Could you copy, word for word, only the lines from the one containing "Could you please indicate the jersey" through the last line of the records below, both included?

*** Begin section ***

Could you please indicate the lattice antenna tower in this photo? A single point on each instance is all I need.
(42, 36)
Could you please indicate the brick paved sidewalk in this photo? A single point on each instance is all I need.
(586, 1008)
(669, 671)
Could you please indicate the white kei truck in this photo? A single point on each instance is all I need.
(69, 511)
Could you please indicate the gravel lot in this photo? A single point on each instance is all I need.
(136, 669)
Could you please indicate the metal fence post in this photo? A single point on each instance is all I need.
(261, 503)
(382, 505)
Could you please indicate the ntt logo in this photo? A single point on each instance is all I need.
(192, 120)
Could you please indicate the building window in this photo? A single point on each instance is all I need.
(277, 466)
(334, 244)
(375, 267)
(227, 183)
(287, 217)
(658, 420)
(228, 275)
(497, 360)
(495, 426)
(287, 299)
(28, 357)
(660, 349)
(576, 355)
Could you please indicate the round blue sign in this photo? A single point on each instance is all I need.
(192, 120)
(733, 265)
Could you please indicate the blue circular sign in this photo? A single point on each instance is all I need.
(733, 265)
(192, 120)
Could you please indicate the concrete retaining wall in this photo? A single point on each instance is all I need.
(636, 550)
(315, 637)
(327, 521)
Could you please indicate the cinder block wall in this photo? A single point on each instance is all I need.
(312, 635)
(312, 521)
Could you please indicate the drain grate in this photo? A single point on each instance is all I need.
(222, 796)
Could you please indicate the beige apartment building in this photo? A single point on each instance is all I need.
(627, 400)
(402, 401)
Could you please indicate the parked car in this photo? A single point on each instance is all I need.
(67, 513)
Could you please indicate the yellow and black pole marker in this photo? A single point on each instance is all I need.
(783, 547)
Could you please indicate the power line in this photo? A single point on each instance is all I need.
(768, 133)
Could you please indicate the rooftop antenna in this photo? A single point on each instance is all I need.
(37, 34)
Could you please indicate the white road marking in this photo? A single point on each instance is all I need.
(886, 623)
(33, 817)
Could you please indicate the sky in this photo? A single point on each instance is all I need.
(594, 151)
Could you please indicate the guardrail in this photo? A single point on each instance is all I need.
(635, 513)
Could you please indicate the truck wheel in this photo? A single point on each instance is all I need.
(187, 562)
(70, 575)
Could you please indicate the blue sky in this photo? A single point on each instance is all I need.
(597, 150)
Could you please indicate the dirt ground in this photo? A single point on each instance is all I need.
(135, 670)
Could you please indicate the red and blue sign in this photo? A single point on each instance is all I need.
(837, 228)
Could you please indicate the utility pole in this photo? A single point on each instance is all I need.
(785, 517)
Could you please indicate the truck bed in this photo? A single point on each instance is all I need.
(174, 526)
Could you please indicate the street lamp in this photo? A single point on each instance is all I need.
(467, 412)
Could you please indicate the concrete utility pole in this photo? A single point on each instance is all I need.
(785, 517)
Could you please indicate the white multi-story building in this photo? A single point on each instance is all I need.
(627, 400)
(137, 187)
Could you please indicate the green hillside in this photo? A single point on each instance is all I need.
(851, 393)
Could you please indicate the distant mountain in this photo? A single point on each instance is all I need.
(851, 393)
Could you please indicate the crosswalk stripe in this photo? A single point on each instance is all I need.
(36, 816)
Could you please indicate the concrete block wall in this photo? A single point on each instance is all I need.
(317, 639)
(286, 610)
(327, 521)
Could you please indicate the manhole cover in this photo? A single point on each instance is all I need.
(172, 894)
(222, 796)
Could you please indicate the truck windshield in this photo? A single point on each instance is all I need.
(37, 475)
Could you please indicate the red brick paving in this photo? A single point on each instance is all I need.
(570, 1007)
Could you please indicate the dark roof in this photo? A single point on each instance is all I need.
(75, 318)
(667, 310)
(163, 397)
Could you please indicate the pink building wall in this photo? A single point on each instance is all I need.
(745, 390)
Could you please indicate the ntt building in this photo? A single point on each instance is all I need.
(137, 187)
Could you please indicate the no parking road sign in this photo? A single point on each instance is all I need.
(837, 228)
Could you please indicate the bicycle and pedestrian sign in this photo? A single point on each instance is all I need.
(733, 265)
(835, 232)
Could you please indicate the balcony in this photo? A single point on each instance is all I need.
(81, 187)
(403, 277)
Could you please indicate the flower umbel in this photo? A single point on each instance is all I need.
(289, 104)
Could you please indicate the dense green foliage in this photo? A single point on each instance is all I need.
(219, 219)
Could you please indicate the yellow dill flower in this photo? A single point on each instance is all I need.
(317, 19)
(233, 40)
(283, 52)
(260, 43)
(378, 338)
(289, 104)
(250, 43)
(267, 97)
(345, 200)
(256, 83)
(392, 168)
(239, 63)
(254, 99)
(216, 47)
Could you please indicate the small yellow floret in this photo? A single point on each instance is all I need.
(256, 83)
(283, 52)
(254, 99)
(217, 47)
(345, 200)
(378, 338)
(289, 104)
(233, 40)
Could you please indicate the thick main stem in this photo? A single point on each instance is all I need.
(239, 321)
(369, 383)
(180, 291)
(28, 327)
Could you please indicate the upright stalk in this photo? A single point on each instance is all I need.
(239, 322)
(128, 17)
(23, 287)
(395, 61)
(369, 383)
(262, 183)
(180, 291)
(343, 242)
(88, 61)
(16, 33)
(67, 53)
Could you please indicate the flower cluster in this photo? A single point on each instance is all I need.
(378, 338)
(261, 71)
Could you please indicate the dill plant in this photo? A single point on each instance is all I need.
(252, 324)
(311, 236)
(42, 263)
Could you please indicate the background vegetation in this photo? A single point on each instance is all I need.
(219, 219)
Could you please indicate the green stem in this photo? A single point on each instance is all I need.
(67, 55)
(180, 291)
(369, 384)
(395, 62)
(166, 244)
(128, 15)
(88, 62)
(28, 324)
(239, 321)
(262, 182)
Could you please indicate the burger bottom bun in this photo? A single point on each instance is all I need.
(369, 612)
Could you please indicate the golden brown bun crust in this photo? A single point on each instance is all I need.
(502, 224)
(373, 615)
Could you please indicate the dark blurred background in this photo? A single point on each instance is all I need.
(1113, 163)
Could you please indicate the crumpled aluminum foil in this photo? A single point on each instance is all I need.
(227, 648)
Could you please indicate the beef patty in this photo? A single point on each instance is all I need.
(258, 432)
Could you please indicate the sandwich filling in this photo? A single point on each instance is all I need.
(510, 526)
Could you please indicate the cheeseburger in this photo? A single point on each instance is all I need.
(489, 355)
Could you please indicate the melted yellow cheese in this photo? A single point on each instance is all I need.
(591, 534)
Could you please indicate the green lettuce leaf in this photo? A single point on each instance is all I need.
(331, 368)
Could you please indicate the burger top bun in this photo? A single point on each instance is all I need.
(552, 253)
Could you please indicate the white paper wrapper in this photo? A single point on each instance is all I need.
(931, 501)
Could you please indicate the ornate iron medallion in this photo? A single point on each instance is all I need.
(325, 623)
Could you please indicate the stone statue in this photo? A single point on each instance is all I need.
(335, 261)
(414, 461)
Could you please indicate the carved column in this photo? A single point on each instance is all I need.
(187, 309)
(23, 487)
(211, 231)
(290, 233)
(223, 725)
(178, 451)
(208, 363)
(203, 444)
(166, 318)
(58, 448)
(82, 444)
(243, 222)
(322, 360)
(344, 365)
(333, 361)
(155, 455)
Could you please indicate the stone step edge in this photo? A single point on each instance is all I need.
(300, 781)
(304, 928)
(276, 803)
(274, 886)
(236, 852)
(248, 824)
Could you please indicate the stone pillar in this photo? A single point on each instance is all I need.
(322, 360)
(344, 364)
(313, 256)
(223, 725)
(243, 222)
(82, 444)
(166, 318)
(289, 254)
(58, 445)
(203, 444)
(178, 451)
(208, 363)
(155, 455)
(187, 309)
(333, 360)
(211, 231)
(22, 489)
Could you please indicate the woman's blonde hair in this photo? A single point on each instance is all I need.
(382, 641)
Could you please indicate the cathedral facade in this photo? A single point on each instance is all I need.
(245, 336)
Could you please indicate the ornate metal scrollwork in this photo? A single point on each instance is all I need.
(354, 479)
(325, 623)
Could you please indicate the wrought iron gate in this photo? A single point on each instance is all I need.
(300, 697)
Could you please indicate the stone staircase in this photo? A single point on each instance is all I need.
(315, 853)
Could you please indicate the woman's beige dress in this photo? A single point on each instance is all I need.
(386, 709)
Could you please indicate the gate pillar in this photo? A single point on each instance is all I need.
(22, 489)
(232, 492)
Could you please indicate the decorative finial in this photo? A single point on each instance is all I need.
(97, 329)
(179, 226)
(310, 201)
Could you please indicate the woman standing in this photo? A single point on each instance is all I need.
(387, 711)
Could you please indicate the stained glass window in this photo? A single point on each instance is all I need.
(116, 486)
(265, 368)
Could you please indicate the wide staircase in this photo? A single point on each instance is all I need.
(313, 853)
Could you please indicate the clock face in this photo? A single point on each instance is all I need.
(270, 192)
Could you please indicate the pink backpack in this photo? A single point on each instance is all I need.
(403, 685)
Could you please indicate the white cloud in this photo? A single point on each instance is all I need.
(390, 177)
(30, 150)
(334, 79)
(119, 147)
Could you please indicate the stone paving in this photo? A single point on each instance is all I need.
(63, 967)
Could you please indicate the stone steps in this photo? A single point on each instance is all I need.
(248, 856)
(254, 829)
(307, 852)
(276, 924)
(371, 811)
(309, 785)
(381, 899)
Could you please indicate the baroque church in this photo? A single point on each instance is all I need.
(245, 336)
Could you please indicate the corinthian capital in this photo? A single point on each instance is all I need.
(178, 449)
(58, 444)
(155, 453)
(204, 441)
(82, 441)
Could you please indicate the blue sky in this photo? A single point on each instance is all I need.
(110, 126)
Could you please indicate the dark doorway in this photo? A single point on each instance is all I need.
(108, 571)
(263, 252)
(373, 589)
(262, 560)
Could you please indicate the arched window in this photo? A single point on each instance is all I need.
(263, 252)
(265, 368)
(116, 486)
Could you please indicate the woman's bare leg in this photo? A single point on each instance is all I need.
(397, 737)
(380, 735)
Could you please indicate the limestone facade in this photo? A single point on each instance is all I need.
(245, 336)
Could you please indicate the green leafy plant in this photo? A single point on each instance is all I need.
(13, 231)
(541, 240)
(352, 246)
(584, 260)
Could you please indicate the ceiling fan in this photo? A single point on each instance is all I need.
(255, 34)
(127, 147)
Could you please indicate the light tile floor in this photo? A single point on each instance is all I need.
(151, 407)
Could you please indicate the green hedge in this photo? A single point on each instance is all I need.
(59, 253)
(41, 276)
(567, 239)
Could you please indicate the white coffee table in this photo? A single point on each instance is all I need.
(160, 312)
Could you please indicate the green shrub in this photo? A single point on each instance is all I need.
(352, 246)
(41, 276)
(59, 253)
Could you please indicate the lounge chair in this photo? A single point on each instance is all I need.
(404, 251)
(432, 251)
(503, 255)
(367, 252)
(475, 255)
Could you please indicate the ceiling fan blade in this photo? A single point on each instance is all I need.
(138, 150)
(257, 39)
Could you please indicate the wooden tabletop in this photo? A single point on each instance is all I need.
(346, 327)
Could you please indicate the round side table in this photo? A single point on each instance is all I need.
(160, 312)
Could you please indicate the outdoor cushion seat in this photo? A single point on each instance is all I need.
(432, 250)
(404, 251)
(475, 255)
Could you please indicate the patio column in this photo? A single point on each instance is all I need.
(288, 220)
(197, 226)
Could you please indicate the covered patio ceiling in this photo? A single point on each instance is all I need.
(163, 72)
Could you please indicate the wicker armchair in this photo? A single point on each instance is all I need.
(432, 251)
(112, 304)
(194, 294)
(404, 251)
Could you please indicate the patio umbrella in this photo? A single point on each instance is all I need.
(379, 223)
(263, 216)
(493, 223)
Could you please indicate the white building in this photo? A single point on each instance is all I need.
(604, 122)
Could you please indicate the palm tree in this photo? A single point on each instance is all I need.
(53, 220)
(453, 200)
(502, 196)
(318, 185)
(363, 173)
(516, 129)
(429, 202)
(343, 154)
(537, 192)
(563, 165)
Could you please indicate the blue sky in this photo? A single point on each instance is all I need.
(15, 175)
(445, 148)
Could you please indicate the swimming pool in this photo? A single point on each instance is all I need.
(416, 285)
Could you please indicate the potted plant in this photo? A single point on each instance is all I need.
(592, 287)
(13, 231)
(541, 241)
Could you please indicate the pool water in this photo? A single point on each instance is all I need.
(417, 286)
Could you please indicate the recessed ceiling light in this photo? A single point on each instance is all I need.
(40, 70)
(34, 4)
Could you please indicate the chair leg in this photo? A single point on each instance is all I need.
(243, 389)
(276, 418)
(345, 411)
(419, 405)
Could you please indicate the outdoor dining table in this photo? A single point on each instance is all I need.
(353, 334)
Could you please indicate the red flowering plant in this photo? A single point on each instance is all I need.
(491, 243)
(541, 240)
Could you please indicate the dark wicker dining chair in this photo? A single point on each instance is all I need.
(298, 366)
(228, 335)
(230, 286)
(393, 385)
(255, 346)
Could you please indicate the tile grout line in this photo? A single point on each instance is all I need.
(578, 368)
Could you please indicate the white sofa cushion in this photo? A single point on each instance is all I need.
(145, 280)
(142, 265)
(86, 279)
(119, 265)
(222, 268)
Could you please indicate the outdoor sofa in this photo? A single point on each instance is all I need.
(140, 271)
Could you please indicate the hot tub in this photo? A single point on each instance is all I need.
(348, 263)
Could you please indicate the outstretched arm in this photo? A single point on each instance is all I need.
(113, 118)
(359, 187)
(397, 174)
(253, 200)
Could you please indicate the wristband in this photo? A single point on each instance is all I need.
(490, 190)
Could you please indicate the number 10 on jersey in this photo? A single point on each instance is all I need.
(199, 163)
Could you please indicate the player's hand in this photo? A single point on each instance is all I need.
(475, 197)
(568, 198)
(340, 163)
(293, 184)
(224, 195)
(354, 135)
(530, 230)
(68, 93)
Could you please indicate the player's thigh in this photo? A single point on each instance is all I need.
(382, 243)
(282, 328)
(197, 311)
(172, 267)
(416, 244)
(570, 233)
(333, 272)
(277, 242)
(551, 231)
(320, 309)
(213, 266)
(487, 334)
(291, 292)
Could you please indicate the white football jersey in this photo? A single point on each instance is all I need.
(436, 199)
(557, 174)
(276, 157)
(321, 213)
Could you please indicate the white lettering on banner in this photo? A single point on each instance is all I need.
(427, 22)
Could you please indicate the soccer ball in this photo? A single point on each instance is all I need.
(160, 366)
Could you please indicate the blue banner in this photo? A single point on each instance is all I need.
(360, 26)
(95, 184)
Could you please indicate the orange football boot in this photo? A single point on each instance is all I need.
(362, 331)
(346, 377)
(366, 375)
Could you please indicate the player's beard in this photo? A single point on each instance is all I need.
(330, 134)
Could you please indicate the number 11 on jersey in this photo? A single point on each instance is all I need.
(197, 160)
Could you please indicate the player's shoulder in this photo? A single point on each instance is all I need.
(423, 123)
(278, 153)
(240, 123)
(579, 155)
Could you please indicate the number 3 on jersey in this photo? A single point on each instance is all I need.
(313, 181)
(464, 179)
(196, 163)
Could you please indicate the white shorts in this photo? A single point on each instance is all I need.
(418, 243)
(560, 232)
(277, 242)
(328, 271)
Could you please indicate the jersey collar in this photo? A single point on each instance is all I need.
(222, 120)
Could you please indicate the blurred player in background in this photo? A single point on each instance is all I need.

*** End section ***

## Exercise result
Could you please indicate the jersey collar in this photo? A single point on each instance is all I need.
(222, 120)
Could you please indicate the blurred player in background in this photo? A single point on each instance is all I need.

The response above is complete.